Natural-language object grounding data:
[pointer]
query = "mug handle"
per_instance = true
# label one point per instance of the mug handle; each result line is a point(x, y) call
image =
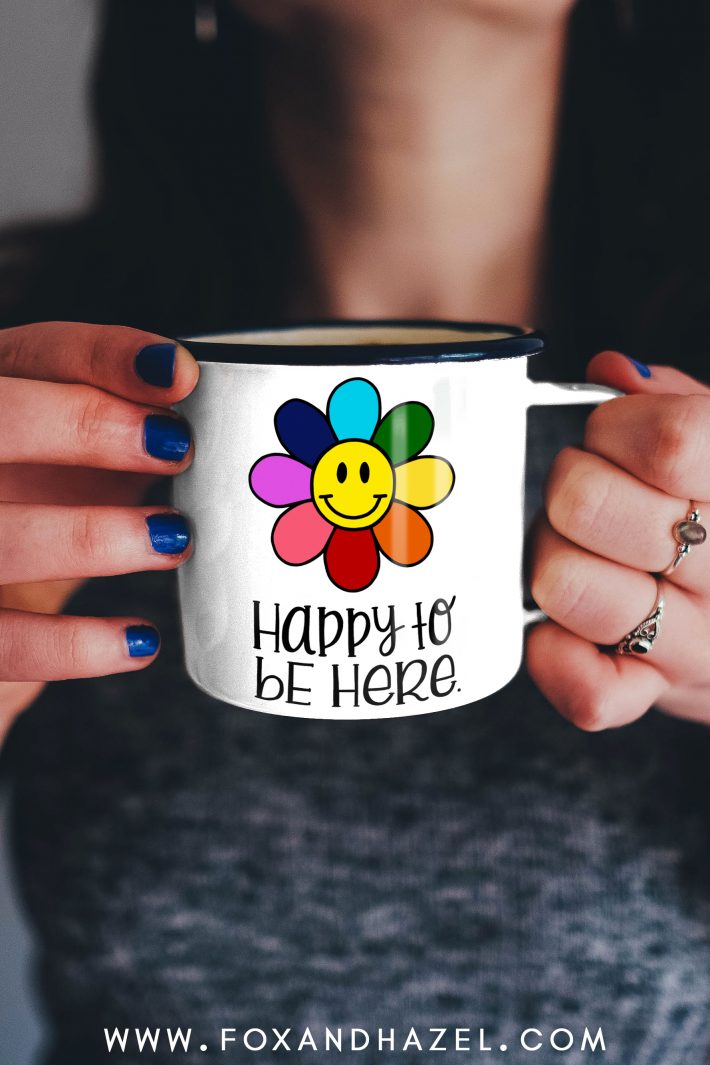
point(551, 394)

- **Exercise**:
Transcribe all of the lines above exactly as given. The pictures stay out.

- **Answer**:
[pointer]
query = "mug handle"
per_instance = true
# label one point per instance of the mug handle; each result line is a point(x, y) call
image =
point(551, 394)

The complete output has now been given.